#### Aim of the task:
Your answer should be the records, restated word for word.

#### Available records:

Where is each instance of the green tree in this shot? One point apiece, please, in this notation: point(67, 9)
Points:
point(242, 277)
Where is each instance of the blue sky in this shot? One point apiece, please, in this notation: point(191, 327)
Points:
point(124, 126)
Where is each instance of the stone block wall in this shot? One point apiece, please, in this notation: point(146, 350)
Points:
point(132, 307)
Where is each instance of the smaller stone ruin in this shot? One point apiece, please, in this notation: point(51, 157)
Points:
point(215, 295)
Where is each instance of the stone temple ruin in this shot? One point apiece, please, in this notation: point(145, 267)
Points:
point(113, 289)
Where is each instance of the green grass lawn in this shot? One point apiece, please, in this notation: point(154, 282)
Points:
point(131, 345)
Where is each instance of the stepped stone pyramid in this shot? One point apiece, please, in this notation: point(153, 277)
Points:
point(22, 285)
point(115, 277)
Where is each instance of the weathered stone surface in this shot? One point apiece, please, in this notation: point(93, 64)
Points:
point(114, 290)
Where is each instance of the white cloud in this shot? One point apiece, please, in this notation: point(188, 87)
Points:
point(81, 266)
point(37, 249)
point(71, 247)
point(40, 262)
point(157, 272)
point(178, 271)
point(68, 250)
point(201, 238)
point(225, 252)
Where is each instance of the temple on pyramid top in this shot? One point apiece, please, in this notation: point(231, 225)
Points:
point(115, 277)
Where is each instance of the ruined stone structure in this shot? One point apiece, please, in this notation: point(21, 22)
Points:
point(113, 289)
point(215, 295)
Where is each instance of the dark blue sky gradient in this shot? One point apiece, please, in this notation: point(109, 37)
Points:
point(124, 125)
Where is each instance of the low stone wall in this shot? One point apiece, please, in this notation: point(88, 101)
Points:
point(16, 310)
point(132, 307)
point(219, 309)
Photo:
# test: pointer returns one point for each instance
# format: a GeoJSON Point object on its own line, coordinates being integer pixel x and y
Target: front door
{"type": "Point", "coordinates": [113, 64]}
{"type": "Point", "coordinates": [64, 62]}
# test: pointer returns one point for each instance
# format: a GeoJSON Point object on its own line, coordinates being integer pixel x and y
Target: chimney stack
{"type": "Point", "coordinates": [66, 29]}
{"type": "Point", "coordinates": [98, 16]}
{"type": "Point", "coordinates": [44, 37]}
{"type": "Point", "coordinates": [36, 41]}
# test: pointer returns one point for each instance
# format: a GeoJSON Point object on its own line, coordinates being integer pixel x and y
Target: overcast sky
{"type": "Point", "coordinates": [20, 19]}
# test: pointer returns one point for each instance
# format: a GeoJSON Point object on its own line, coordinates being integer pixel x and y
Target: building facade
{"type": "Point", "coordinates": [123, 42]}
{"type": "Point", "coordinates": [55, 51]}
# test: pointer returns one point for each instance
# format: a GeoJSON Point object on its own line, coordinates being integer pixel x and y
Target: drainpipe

#### Answer:
Where is each instance of the green tree in this shot? One point apiece, please, in this notation: point(67, 9)
Points:
point(242, 277)
Where is each instance of the blue sky in this shot? One point apiece, please, in this notation: point(191, 327)
Points:
point(124, 126)
Where is each instance of the stone block wall in this shot? One point apiece, please, in this notation: point(146, 350)
Points:
point(132, 307)
Where is each instance of the smaller stone ruin in this shot? One point apiece, please, in this notation: point(51, 157)
Points:
point(215, 295)
Where is each instance of the stone temple ruin in this shot? One point apiece, please, in this notation: point(145, 267)
Points:
point(113, 289)
Where is each instance of the green grass lawn in this shot? One point apiece, please, in this notation: point(154, 282)
Points:
point(131, 345)
Where is each instance of the stepped stone pyramid in this shot? One point apiece, please, in this notation: point(153, 277)
Points:
point(22, 285)
point(115, 277)
Where is each instance of the weathered stone surface in this shot? One point apiece, please, in this notation: point(93, 64)
Points:
point(114, 290)
Where is each instance of the white cloud in this shot? One point apiece, please, in this notation: point(188, 87)
Points:
point(81, 266)
point(37, 249)
point(71, 247)
point(40, 262)
point(157, 272)
point(178, 271)
point(68, 250)
point(201, 238)
point(225, 252)
Where is each instance of the temple on pyramid top in this shot? One point apiece, please, in this notation: point(231, 225)
Points:
point(115, 277)
Where is each instance of the ruined stone structure in this shot? One point apiece, please, in this notation: point(21, 22)
Points:
point(113, 289)
point(215, 295)
Where is each instance of the dark blue sky gradient in this shot? One point apiece, please, in this notation: point(109, 37)
Points:
point(124, 125)
Where is each instance of the low stone wall in this shot? One point apiece, please, in this notation: point(88, 101)
Points:
point(16, 310)
point(132, 307)
point(219, 309)
Photo:
# test: pointer returns one point for each instance
# format: a GeoJSON Point object on its own line, coordinates being integer pixel x and y
Target: front door
{"type": "Point", "coordinates": [113, 64]}
{"type": "Point", "coordinates": [64, 62]}
# test: pointer returns one point for each instance
# format: a GeoJSON Point object on its own line, coordinates being integer pixel x and y
Target: chimney stack
{"type": "Point", "coordinates": [66, 29]}
{"type": "Point", "coordinates": [98, 16]}
{"type": "Point", "coordinates": [44, 37]}
{"type": "Point", "coordinates": [36, 41]}
# test: pointer returns one point for each instance
# format: a GeoJSON Point object on its own line, coordinates being integer pixel x and y
Target: overcast sky
{"type": "Point", "coordinates": [20, 19]}
# test: pointer returns one point for each instance
# format: a GeoJSON Point object on its own line, coordinates being integer pixel x and y
Target: building facade
{"type": "Point", "coordinates": [123, 42]}
{"type": "Point", "coordinates": [55, 51]}
# test: pointer returns one point for each instance
# format: a GeoJSON Point object on its own line, coordinates being integer pixel x and y
Target: drainpipe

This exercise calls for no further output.